DATA FOR THE TASK:
+--
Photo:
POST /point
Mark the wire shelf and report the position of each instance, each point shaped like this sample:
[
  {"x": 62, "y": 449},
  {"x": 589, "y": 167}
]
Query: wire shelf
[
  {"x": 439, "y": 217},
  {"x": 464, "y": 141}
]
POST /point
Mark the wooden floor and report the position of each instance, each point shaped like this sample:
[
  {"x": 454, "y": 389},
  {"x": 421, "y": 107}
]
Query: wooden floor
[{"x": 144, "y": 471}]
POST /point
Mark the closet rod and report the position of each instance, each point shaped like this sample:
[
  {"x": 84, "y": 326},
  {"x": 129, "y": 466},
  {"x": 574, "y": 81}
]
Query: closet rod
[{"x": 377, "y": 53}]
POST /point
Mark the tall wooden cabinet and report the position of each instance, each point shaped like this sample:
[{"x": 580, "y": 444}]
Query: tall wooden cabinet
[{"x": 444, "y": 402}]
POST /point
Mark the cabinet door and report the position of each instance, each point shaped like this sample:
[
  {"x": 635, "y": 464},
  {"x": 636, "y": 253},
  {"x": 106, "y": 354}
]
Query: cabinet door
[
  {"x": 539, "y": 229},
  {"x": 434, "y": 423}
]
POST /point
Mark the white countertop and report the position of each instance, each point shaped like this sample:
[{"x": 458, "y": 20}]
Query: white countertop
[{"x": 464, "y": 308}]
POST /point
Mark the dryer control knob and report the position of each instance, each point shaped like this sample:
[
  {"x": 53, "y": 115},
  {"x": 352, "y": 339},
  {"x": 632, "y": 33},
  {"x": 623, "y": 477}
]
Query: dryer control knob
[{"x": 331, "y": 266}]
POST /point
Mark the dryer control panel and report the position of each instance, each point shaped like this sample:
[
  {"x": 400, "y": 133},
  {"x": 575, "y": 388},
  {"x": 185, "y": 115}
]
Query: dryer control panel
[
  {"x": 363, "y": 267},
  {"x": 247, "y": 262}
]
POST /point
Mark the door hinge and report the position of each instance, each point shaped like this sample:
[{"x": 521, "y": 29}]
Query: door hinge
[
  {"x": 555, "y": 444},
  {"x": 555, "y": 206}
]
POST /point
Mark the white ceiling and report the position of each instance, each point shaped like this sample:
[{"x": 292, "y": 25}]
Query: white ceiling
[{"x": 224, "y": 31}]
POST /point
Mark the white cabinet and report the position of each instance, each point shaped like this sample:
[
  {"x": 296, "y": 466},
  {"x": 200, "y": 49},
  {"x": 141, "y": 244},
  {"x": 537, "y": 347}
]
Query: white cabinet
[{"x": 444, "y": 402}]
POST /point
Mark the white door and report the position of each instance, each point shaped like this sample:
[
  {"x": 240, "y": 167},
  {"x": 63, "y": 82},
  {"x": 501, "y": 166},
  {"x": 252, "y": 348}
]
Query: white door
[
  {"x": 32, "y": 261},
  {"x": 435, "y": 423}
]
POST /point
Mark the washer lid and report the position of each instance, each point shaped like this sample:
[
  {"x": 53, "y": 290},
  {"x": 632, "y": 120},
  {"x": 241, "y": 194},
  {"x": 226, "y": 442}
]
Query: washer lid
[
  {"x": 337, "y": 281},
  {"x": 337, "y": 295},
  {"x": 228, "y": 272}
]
+--
ASSIGNED TASK: Copy out the material in full, exactly as it reads.

ANSWER TO THIS TASK:
Photo:
POST /point
Mark the wire shelf and report the position of each instance, each point shaped like this sample:
[
  {"x": 62, "y": 449},
  {"x": 589, "y": 167}
]
Query: wire shelf
[
  {"x": 439, "y": 217},
  {"x": 464, "y": 141}
]
POST /point
Mark the wooden floor and report the position of each instance, each point shaped like this sample:
[
  {"x": 454, "y": 389},
  {"x": 421, "y": 107}
]
Query: wooden floor
[{"x": 144, "y": 471}]
POST /point
Mark the closet rod and report the position of each instance, each point shaped like this sample:
[
  {"x": 84, "y": 326},
  {"x": 129, "y": 466},
  {"x": 574, "y": 81}
]
Query: closet rod
[{"x": 377, "y": 53}]
POST /point
Mark the tall wooden cabinet and report the position of each instance, each point shaped like this sample:
[{"x": 580, "y": 444}]
Query: tall wooden cabinet
[{"x": 444, "y": 402}]
POST /point
Mark the cabinet door and report the position of each instance, each point shaped like this sample:
[
  {"x": 635, "y": 464},
  {"x": 636, "y": 253},
  {"x": 106, "y": 354}
]
Query: cabinet door
[
  {"x": 539, "y": 229},
  {"x": 434, "y": 423}
]
POST /point
Mark the white countertop and report the position of each instance, each point shaped like this sample:
[{"x": 458, "y": 20}]
Query: white countertop
[{"x": 464, "y": 308}]
POST /point
Mark the dryer control knob and report the position of each instance, each point shaped like this sample:
[
  {"x": 53, "y": 115},
  {"x": 352, "y": 339},
  {"x": 632, "y": 33},
  {"x": 623, "y": 477}
]
Query: dryer control knob
[{"x": 331, "y": 266}]
POST /point
Mark the dryer control panel and report the position of each instance, each point shaped like this sample:
[
  {"x": 400, "y": 133},
  {"x": 575, "y": 388},
  {"x": 185, "y": 115}
]
Query: dryer control panel
[
  {"x": 363, "y": 267},
  {"x": 247, "y": 262}
]
POST /point
Mark the door hinge and report the position of each instance, each point shaped like this sample:
[{"x": 521, "y": 29}]
Query: door hinge
[
  {"x": 555, "y": 444},
  {"x": 555, "y": 206}
]
POST /point
Mark the white ceiling and report the position of each instance, each point shaped like this sample:
[{"x": 292, "y": 25}]
Query: white ceiling
[{"x": 224, "y": 31}]
POST /point
Mark the white cabinet and report the position of each instance, each point shaped like this sample:
[
  {"x": 296, "y": 466},
  {"x": 200, "y": 49},
  {"x": 141, "y": 244},
  {"x": 537, "y": 347}
]
Query: white cabinet
[{"x": 444, "y": 402}]
POST /point
Mark the white door and report the position of each instance, each point shaped like this sample:
[
  {"x": 240, "y": 167},
  {"x": 63, "y": 82},
  {"x": 501, "y": 166},
  {"x": 252, "y": 348}
]
Query: white door
[
  {"x": 32, "y": 261},
  {"x": 435, "y": 423}
]
POST /point
Mark the washer lid and report the position of each instance, each point shaped like this sample:
[
  {"x": 53, "y": 290},
  {"x": 632, "y": 120},
  {"x": 241, "y": 194},
  {"x": 226, "y": 442}
]
Query: washer lid
[
  {"x": 337, "y": 281},
  {"x": 337, "y": 295},
  {"x": 228, "y": 272}
]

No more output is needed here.